Look for "Locate every instance of the mountain" in the records below, then copy that line and every line after it, exactly and with nothing added.

--- start ---

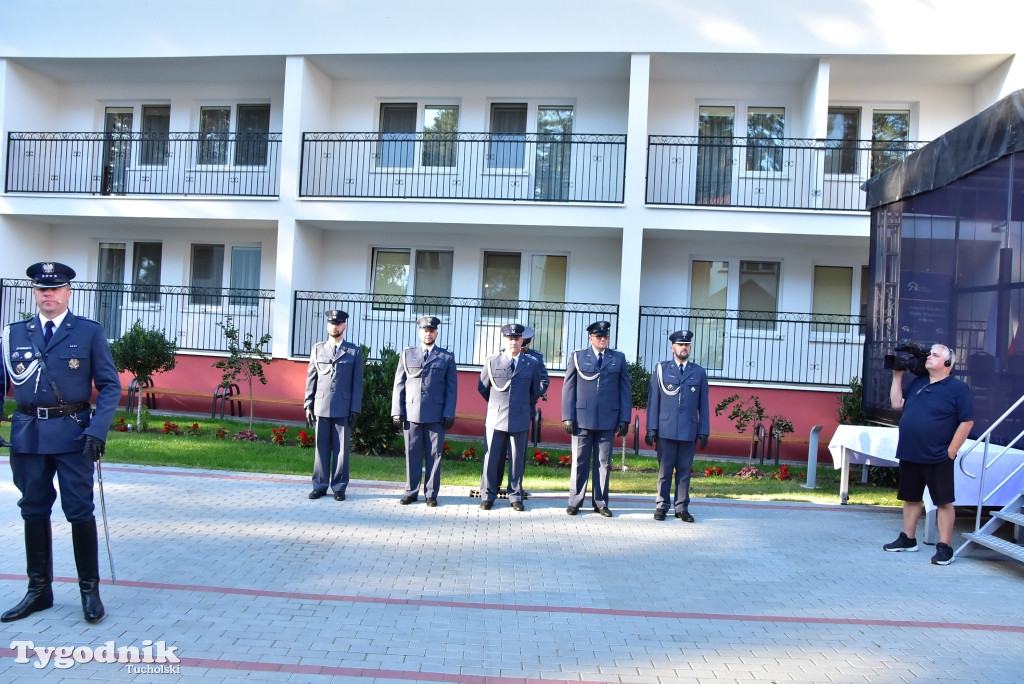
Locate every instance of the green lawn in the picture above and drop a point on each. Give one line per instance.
(205, 450)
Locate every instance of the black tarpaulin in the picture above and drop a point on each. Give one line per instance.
(980, 140)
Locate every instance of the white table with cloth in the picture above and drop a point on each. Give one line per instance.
(876, 445)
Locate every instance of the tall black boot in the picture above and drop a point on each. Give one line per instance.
(83, 537)
(39, 562)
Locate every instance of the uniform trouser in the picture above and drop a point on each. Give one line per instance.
(332, 446)
(591, 455)
(424, 440)
(494, 463)
(33, 475)
(674, 455)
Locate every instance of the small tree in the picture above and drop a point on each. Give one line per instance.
(143, 353)
(246, 359)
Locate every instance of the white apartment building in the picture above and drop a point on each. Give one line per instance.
(660, 165)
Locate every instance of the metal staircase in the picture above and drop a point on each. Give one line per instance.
(1012, 512)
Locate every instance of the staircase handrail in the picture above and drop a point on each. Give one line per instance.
(986, 438)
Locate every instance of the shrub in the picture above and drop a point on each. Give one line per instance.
(375, 434)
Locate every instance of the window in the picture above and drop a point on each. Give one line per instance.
(890, 131)
(146, 261)
(440, 123)
(554, 153)
(214, 128)
(758, 294)
(843, 132)
(501, 282)
(245, 275)
(833, 299)
(252, 136)
(397, 130)
(765, 130)
(207, 274)
(431, 280)
(508, 136)
(156, 125)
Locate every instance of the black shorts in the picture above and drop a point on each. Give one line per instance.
(938, 477)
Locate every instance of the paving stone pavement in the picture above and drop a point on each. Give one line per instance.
(248, 580)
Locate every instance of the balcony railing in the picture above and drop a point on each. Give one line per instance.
(784, 173)
(759, 346)
(188, 164)
(187, 316)
(530, 167)
(470, 328)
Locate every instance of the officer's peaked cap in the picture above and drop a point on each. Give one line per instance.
(681, 336)
(336, 315)
(50, 274)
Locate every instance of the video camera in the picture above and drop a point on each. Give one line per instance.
(908, 355)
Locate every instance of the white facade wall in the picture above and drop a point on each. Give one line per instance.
(328, 68)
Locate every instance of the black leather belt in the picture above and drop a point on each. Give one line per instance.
(45, 413)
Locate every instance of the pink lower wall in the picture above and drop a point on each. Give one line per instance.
(286, 386)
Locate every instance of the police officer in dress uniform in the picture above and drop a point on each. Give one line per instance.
(597, 398)
(53, 360)
(510, 382)
(677, 420)
(423, 399)
(333, 402)
(527, 339)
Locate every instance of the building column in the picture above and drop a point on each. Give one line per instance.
(635, 199)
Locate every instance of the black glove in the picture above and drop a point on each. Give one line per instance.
(94, 447)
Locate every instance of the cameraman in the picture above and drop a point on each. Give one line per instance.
(938, 415)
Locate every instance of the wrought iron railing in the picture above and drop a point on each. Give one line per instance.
(205, 164)
(530, 167)
(759, 346)
(187, 316)
(470, 328)
(783, 173)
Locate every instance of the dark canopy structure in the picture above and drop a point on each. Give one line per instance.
(945, 262)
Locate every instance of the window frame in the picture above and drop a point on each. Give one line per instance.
(416, 139)
(230, 138)
(412, 281)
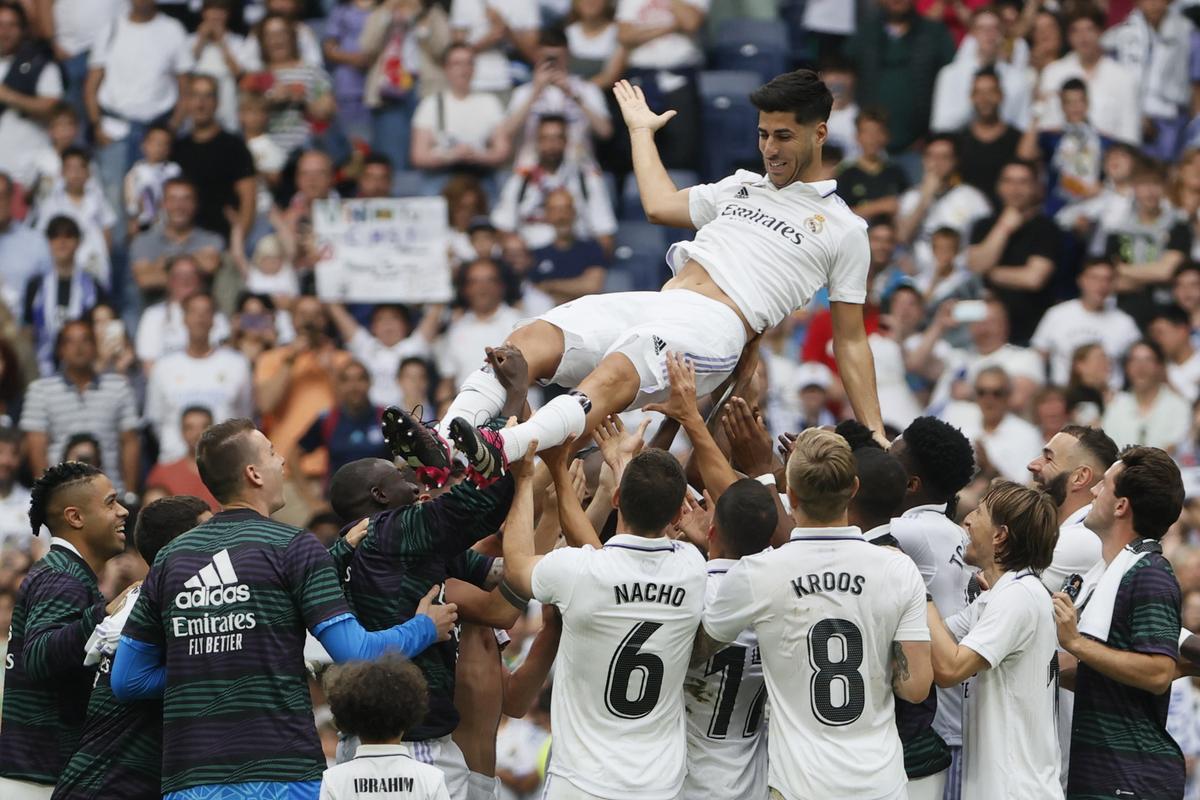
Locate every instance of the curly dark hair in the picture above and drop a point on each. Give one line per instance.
(54, 480)
(163, 521)
(857, 434)
(377, 701)
(940, 455)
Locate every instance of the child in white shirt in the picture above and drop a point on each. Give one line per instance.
(377, 702)
(270, 274)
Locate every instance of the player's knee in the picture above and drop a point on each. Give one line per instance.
(541, 344)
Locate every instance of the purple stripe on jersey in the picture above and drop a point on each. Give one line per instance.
(645, 549)
(827, 539)
(712, 360)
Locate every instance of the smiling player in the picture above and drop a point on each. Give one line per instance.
(765, 245)
(46, 685)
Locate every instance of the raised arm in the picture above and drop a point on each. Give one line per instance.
(857, 365)
(576, 525)
(664, 204)
(953, 663)
(1149, 672)
(912, 672)
(520, 558)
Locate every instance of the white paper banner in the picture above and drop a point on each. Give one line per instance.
(390, 250)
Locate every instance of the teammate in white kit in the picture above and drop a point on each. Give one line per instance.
(377, 702)
(841, 625)
(940, 462)
(1003, 645)
(726, 696)
(765, 245)
(630, 611)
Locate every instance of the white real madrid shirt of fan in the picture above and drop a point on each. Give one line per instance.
(771, 248)
(725, 698)
(630, 612)
(827, 607)
(383, 771)
(219, 382)
(1011, 739)
(935, 543)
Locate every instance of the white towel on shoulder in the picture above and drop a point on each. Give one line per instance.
(105, 637)
(1096, 619)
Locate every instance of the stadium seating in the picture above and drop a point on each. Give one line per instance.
(759, 46)
(640, 253)
(729, 121)
(631, 200)
(408, 182)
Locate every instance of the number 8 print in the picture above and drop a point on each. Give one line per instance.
(844, 673)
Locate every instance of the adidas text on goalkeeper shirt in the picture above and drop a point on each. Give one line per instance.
(630, 612)
(771, 248)
(229, 603)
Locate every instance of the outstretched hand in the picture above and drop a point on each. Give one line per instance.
(617, 445)
(681, 403)
(635, 110)
(749, 439)
(509, 365)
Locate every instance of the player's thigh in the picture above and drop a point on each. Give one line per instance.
(588, 326)
(559, 788)
(707, 332)
(481, 787)
(931, 787)
(24, 791)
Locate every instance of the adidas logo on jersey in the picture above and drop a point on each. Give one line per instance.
(215, 584)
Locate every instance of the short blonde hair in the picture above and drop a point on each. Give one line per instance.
(821, 474)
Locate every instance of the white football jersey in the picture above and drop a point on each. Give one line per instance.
(630, 612)
(383, 771)
(827, 607)
(936, 542)
(725, 698)
(771, 250)
(1011, 737)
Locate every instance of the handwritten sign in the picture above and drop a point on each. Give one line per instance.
(391, 250)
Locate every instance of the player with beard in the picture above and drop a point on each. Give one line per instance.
(59, 605)
(765, 245)
(1071, 464)
(220, 631)
(1069, 467)
(120, 749)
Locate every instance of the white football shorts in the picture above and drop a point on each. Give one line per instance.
(645, 326)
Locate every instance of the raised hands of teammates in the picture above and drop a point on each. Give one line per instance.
(749, 438)
(444, 615)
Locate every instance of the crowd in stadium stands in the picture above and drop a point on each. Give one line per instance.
(1030, 172)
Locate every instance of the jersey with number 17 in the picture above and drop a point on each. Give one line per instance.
(630, 612)
(827, 606)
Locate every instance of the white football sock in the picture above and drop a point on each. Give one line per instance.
(551, 425)
(480, 398)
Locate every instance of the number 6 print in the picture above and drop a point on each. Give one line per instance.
(844, 673)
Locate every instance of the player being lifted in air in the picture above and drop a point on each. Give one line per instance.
(765, 245)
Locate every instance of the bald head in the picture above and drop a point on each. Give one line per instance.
(367, 486)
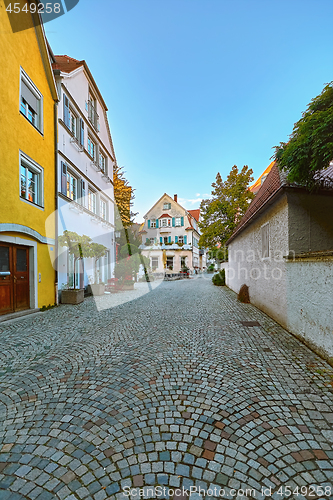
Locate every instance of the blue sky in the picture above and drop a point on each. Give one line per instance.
(196, 86)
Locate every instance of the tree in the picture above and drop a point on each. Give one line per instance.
(221, 213)
(78, 246)
(124, 196)
(310, 147)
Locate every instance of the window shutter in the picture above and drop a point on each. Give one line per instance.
(81, 132)
(63, 178)
(66, 111)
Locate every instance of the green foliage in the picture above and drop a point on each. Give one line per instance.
(310, 147)
(219, 278)
(222, 212)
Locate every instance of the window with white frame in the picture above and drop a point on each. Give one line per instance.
(166, 222)
(102, 162)
(91, 148)
(265, 240)
(154, 263)
(72, 122)
(92, 201)
(31, 180)
(103, 209)
(31, 101)
(71, 191)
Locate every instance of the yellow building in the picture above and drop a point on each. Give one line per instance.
(28, 98)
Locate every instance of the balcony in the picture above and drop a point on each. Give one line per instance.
(93, 116)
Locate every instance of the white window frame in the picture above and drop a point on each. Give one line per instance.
(29, 164)
(90, 193)
(103, 201)
(72, 119)
(34, 90)
(102, 155)
(90, 143)
(70, 176)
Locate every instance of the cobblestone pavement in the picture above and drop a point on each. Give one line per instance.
(174, 389)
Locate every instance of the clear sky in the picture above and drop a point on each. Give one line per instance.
(196, 86)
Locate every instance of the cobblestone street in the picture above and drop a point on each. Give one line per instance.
(183, 386)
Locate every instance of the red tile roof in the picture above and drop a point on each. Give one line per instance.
(195, 213)
(268, 188)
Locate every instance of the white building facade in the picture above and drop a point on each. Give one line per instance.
(85, 172)
(170, 237)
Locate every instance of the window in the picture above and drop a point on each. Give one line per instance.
(102, 162)
(92, 199)
(154, 263)
(103, 209)
(31, 101)
(170, 263)
(31, 180)
(72, 122)
(265, 241)
(91, 148)
(71, 190)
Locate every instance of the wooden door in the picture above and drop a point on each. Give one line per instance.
(6, 279)
(21, 278)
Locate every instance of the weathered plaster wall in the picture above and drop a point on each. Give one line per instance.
(265, 277)
(310, 222)
(310, 302)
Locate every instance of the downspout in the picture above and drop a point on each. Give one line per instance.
(56, 199)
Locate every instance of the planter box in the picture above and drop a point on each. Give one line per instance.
(72, 296)
(97, 289)
(129, 286)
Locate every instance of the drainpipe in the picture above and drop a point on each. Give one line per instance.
(56, 199)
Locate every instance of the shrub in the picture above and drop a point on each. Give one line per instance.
(219, 278)
(243, 295)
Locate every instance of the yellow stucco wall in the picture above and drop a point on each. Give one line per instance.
(17, 133)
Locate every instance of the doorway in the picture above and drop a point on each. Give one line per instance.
(14, 278)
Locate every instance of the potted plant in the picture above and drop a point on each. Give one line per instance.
(96, 251)
(79, 247)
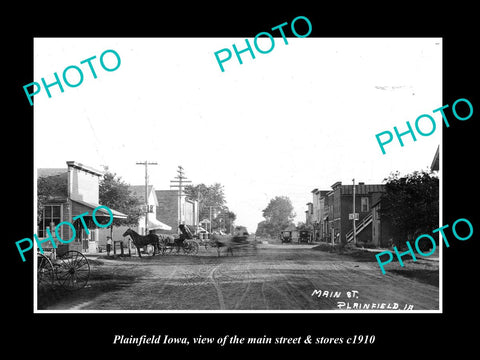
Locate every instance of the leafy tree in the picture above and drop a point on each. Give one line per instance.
(410, 204)
(278, 215)
(115, 193)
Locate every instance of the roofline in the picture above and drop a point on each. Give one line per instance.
(85, 168)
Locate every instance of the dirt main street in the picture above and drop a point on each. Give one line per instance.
(270, 277)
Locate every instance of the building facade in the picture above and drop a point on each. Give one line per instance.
(149, 211)
(332, 208)
(65, 194)
(175, 210)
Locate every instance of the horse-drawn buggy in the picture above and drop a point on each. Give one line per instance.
(165, 243)
(69, 269)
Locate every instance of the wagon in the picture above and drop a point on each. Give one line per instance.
(188, 246)
(71, 270)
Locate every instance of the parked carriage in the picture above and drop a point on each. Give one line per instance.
(71, 270)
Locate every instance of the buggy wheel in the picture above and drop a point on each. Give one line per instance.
(73, 270)
(190, 247)
(45, 271)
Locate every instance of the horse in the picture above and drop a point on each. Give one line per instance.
(143, 240)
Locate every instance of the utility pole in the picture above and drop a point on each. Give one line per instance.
(354, 213)
(146, 163)
(181, 179)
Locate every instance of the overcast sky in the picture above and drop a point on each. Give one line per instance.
(301, 117)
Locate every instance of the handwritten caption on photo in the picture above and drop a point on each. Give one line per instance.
(238, 340)
(353, 304)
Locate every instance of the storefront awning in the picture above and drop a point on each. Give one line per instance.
(154, 224)
(79, 207)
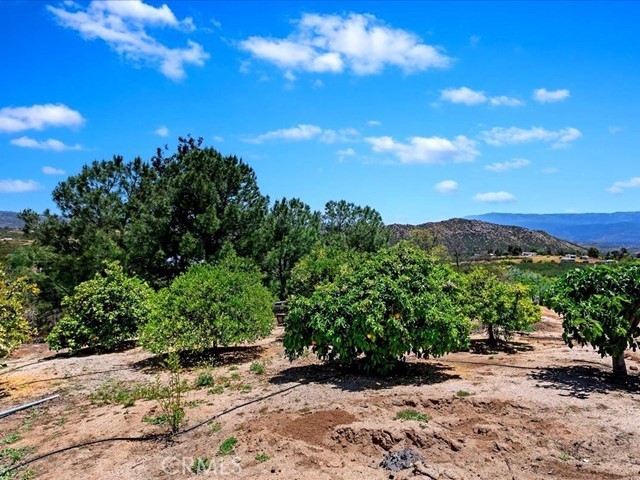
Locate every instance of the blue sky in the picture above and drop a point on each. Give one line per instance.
(424, 111)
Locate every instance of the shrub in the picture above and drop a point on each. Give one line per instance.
(102, 312)
(15, 296)
(210, 306)
(500, 307)
(601, 307)
(398, 301)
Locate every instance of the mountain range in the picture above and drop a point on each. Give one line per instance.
(608, 230)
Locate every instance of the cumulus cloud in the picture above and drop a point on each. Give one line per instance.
(122, 25)
(542, 95)
(18, 186)
(38, 117)
(427, 150)
(494, 197)
(358, 43)
(162, 131)
(618, 187)
(467, 96)
(53, 171)
(446, 186)
(304, 132)
(504, 166)
(500, 136)
(50, 144)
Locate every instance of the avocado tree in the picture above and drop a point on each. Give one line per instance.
(498, 306)
(600, 307)
(392, 303)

--- end ---

▶ [Exercise solution]:
Locate every instance of the mountain range in the picture above and drop a point on each. Give one line per instance.
(608, 230)
Locate every instance of the cumulus cloud in the picture above and drop a point on each. Give one line per instance.
(122, 25)
(542, 95)
(18, 186)
(38, 117)
(427, 150)
(494, 197)
(358, 43)
(162, 131)
(618, 187)
(467, 96)
(53, 171)
(446, 186)
(304, 132)
(504, 166)
(500, 136)
(50, 144)
Locate every instance of the avocado tree in the picture above and drop a point on each. Give one line per instance.
(498, 306)
(600, 307)
(392, 303)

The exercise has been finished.